▼▼▼

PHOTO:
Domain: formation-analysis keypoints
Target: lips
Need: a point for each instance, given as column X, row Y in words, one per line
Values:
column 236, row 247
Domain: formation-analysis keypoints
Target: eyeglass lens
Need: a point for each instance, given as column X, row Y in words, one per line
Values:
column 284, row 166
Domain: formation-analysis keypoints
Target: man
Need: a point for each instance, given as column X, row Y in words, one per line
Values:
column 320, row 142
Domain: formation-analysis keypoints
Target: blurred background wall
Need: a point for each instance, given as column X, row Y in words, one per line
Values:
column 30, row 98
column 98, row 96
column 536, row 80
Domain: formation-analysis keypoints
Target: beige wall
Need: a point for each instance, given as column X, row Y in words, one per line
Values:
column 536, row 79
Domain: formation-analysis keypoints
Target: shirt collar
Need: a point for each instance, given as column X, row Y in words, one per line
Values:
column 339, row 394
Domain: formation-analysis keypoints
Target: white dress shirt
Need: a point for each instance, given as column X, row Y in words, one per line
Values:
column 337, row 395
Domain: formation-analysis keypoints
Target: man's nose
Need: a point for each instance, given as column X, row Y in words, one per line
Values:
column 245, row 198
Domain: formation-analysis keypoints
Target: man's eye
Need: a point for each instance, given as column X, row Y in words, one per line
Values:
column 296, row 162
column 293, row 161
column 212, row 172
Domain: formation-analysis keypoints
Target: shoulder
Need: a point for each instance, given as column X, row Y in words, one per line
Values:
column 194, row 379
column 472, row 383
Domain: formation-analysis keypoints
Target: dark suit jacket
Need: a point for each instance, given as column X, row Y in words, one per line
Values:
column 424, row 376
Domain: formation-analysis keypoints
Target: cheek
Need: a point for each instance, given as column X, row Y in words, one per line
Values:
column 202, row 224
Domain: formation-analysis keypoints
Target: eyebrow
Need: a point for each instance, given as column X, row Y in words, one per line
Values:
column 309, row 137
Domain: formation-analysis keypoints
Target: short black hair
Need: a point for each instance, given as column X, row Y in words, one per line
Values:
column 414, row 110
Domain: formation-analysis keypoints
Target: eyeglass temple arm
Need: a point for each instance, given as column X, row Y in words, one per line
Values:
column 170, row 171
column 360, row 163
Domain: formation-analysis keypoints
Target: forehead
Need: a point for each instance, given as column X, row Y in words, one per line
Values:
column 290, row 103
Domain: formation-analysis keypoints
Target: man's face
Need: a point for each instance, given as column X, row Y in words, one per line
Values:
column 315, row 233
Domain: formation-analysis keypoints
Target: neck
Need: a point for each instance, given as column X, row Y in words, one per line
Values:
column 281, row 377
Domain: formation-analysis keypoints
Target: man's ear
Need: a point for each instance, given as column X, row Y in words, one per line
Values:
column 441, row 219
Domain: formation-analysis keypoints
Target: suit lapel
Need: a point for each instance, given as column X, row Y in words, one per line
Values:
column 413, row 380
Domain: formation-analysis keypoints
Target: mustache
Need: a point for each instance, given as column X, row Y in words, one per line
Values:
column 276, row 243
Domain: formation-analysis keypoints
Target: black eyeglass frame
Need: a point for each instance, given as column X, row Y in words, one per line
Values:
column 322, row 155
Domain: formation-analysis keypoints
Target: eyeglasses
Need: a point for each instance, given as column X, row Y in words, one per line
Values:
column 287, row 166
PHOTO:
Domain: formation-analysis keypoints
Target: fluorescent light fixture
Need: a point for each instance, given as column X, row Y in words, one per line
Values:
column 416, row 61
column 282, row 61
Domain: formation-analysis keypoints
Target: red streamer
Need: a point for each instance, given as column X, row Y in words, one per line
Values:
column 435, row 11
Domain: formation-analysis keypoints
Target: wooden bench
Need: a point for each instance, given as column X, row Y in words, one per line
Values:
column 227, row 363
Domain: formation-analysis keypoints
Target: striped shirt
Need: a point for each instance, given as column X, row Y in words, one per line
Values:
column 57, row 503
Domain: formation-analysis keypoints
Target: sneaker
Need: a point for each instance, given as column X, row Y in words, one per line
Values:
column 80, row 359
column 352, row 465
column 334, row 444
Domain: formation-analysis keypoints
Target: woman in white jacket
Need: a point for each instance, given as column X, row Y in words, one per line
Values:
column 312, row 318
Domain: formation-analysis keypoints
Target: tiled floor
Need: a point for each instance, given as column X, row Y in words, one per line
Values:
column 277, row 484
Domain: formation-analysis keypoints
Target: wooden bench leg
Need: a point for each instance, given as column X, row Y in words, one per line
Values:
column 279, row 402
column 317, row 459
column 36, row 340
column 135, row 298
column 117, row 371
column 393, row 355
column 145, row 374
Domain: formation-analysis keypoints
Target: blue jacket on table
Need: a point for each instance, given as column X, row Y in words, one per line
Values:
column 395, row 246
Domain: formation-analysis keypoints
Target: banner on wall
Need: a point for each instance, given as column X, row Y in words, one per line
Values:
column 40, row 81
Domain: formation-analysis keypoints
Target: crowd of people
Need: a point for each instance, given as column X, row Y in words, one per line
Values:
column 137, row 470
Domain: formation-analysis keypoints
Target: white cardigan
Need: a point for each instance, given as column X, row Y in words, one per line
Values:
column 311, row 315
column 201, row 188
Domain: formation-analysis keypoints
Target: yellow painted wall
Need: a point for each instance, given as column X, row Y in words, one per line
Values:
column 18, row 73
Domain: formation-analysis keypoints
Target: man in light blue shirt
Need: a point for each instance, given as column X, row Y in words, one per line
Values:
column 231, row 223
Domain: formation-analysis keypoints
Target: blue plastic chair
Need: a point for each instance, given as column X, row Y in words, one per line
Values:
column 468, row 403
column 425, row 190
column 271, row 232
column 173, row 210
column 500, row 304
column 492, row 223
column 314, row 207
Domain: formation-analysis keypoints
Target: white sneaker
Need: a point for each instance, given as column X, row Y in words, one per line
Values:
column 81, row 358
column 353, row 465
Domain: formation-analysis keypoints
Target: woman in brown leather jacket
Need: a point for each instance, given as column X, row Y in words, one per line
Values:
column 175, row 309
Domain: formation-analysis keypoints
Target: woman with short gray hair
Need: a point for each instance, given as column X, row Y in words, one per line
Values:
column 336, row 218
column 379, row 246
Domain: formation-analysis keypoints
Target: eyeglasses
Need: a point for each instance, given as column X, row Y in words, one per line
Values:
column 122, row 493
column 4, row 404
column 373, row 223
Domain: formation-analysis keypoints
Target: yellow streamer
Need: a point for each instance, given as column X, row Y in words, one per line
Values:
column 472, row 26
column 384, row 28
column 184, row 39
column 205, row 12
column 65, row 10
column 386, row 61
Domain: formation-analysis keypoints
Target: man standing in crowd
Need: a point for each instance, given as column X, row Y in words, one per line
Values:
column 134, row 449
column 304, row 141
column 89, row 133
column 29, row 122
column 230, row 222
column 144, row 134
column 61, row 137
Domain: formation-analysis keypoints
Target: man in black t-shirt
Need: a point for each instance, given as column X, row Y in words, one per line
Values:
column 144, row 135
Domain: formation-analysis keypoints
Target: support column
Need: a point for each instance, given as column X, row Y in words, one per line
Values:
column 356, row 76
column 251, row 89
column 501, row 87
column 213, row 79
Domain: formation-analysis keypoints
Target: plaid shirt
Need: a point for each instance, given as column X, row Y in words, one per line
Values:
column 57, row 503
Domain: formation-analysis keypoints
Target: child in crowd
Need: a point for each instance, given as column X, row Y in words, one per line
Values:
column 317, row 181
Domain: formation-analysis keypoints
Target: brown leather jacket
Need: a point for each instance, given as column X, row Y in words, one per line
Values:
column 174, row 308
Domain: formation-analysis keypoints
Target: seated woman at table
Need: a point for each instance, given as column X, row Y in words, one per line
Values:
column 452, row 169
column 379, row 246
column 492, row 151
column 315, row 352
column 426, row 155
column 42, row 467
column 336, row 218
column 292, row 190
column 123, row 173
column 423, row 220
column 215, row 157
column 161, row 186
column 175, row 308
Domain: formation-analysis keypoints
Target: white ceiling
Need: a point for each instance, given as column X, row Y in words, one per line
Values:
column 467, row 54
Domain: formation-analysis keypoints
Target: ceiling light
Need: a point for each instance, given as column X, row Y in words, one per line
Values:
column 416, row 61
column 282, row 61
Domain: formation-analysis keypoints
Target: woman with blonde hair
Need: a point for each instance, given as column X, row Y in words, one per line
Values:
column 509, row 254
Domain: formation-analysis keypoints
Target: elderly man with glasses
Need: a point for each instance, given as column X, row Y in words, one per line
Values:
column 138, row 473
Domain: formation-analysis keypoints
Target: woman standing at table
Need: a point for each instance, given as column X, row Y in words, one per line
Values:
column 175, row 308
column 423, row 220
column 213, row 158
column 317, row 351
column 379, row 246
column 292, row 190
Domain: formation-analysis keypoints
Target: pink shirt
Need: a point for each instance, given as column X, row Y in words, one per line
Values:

▲▲▲

Reproduce the lines from the start of the records through the line with "column 236, row 247", including both ends.

**Response to the exercise:**
PHOTO:
Domain: formation-analysis keypoints
Target: lips
Need: a point for each instance, given as column X, row Y in words, one per line
Values:
column 236, row 247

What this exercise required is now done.